▶ RECORDS FOR THE TASK
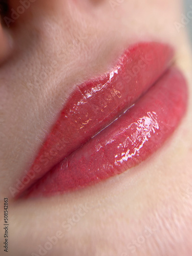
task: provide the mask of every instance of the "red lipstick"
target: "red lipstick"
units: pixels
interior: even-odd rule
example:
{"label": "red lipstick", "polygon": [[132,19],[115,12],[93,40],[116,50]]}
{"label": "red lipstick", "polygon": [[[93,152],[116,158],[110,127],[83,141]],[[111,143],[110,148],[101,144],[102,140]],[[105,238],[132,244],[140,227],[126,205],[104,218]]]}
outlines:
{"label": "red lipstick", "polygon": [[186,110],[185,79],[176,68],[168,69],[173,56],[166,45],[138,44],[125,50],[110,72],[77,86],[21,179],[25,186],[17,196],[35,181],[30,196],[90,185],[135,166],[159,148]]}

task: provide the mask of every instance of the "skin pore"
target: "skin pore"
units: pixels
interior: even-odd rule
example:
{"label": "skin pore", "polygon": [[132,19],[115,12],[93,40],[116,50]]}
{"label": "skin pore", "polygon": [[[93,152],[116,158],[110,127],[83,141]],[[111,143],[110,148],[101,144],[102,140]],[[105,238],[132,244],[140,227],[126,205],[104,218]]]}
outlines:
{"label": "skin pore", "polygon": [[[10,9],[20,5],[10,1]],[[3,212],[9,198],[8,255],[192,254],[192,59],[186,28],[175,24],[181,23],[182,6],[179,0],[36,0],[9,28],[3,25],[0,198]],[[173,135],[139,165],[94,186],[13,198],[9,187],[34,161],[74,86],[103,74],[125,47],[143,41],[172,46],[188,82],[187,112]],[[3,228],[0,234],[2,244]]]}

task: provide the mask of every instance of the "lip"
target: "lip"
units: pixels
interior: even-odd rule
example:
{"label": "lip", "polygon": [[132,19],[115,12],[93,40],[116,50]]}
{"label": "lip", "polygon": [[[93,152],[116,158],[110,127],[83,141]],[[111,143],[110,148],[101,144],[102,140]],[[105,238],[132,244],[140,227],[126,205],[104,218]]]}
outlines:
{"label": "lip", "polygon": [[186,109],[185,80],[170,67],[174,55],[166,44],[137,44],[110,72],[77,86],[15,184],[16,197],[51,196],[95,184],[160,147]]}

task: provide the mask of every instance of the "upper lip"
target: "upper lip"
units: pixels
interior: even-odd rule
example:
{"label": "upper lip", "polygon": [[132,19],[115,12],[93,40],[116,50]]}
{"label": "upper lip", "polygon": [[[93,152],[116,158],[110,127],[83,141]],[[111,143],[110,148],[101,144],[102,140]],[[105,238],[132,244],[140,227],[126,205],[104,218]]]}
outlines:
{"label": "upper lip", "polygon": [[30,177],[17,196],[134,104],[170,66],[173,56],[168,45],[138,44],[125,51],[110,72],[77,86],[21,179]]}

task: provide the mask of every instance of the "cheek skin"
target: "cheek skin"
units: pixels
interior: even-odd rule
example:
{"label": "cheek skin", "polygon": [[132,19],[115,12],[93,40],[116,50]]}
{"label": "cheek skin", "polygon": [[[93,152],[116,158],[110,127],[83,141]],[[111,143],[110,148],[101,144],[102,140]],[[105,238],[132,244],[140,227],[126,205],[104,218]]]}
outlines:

==

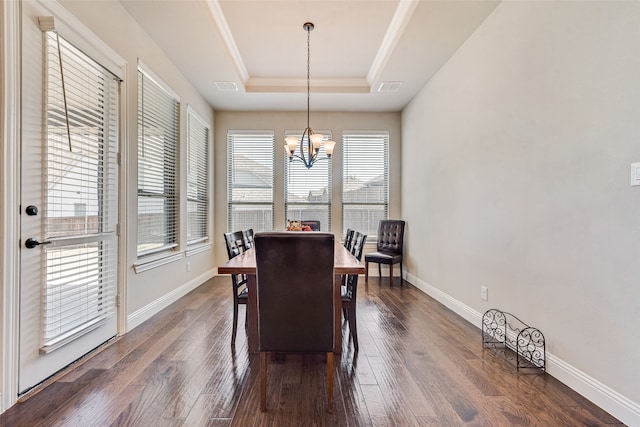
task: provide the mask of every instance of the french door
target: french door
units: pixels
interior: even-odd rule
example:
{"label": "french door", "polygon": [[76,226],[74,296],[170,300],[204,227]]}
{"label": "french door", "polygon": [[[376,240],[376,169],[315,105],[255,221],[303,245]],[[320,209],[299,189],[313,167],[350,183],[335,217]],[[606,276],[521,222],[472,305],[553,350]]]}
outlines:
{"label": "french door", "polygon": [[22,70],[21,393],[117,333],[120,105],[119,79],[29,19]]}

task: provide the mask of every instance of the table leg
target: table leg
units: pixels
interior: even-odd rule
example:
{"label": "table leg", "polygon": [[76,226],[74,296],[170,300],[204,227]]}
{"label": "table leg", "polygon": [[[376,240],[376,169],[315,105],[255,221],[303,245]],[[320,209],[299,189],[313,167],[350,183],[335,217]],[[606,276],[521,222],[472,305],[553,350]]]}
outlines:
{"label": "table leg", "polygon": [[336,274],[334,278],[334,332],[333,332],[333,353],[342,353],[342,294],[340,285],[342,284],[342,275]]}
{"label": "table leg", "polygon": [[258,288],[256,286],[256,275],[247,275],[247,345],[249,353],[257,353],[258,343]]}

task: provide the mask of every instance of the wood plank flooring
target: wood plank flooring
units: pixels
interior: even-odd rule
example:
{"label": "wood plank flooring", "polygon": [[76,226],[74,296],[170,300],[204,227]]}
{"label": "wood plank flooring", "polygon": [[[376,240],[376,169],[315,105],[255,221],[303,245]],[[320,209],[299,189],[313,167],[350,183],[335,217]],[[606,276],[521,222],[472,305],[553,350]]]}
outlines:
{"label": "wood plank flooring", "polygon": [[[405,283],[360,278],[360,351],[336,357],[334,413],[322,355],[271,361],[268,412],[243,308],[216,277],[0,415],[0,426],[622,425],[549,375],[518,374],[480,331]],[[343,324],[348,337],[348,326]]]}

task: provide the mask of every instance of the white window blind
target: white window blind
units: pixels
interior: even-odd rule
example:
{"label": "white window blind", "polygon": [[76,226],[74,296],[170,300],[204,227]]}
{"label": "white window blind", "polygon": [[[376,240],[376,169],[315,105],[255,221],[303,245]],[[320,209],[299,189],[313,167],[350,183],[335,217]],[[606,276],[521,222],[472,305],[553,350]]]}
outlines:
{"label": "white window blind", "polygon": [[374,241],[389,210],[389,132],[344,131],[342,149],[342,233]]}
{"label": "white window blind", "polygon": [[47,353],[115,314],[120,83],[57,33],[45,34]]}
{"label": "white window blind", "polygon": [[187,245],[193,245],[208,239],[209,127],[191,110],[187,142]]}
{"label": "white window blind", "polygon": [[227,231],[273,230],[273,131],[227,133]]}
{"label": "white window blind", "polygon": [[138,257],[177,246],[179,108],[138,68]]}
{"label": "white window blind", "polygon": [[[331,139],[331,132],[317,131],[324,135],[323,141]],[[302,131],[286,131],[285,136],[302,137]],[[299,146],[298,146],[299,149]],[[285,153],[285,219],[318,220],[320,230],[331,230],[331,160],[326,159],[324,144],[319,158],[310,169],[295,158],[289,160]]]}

▶ GIVEN TASK
Count the lines in the data above that contain the string "skin", treating uppercase and lowercase as different. What is the number? Reply with the number only.

▶ SOLUTION
9